Problem requirements. Return word for word everything from the line containing "Place one keypoint on each instance of the muddy" down to the line containing "(1037, 136)", with both of those lines included.

Dataset.
►

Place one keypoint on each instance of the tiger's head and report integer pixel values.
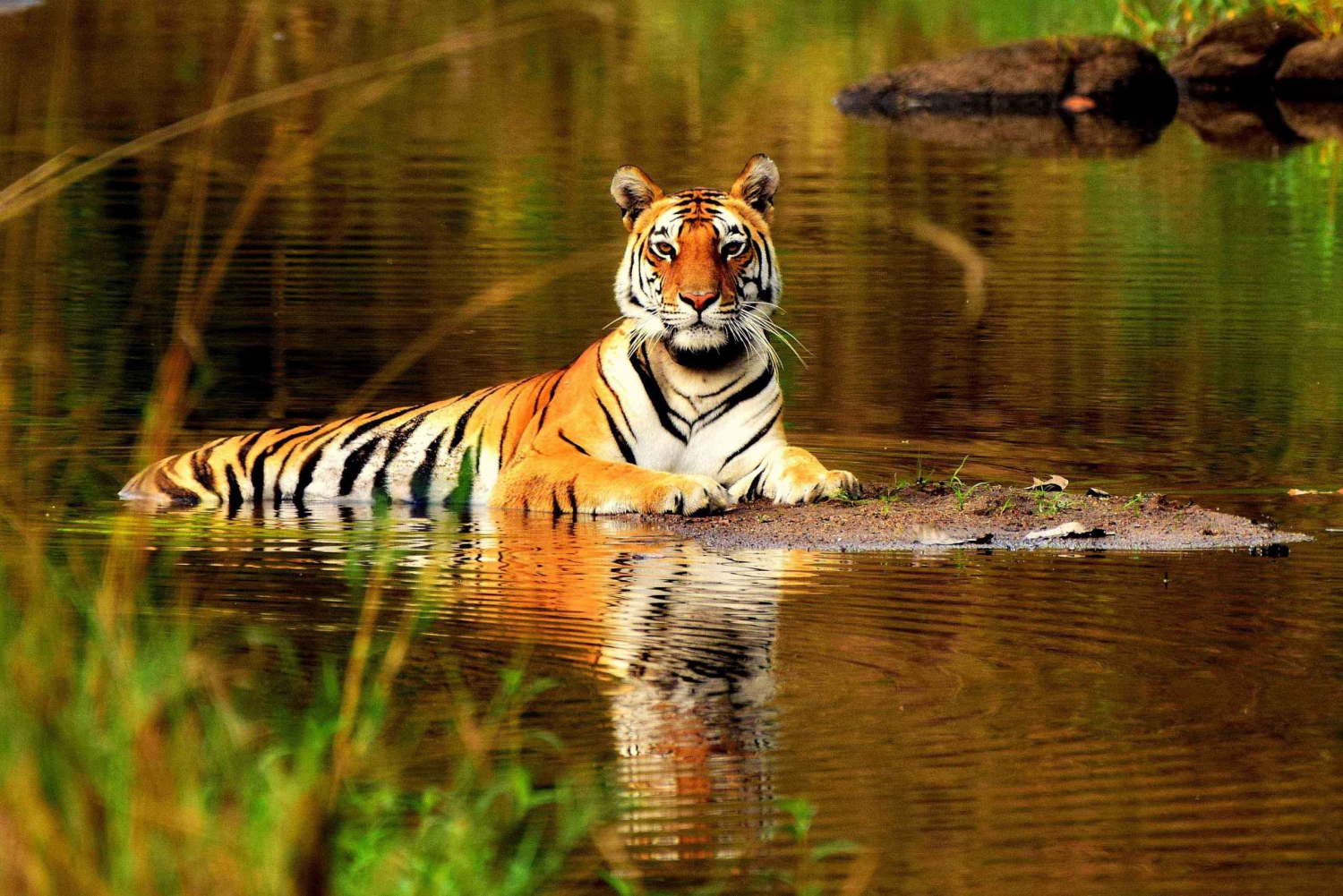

◄
►

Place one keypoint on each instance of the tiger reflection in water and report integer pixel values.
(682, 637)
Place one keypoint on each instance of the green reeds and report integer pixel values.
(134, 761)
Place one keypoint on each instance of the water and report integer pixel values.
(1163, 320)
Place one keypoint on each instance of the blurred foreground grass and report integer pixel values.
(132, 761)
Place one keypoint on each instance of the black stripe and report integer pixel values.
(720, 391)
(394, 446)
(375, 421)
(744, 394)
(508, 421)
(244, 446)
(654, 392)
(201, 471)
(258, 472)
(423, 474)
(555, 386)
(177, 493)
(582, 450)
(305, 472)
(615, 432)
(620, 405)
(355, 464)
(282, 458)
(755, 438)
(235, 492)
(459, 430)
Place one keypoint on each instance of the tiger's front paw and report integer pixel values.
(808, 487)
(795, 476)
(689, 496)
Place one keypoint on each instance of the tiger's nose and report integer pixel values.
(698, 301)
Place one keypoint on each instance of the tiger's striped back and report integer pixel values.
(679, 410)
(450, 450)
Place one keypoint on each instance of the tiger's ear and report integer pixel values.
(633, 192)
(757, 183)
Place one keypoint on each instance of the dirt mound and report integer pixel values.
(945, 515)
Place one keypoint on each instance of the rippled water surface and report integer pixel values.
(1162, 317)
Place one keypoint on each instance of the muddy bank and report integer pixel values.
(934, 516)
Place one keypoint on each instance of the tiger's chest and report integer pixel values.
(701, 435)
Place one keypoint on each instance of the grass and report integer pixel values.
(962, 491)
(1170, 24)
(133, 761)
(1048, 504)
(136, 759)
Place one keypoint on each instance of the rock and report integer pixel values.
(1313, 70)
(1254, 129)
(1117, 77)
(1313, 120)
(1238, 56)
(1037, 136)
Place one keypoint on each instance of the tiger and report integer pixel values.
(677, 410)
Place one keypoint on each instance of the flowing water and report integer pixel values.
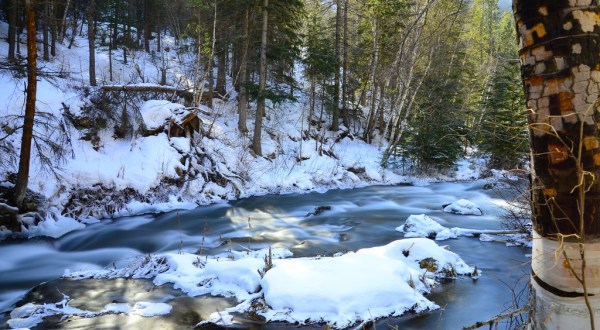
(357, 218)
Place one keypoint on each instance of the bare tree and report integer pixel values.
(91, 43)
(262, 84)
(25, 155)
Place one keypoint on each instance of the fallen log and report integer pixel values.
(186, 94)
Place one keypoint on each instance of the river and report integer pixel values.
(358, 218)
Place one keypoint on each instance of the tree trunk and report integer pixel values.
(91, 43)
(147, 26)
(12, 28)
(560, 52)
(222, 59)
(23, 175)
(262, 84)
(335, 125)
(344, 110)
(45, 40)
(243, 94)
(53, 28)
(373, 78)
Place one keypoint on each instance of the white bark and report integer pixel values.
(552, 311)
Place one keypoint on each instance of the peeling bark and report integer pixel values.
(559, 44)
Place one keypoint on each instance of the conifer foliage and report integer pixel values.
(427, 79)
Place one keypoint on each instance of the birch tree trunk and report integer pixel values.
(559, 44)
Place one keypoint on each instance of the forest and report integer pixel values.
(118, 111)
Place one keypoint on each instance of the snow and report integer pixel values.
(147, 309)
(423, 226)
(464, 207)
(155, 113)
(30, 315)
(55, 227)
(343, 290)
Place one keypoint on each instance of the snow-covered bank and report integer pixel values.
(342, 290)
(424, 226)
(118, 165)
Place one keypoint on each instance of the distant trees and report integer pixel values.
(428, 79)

◄

Exercise output.
Place one keypoint on each instance of the muddy bank and report integer pixel values.
(934, 516)
Place one keypoint on each instance of the tiger's chest and report integer pixel values.
(701, 435)
Place one keypoint on each instance of the grass and report integer pixel values.
(962, 491)
(1170, 24)
(133, 761)
(1048, 504)
(136, 759)
Place one keypoint on each instance of the rock and report integer pixel values.
(1313, 70)
(1254, 129)
(1117, 77)
(1313, 120)
(1238, 56)
(1037, 136)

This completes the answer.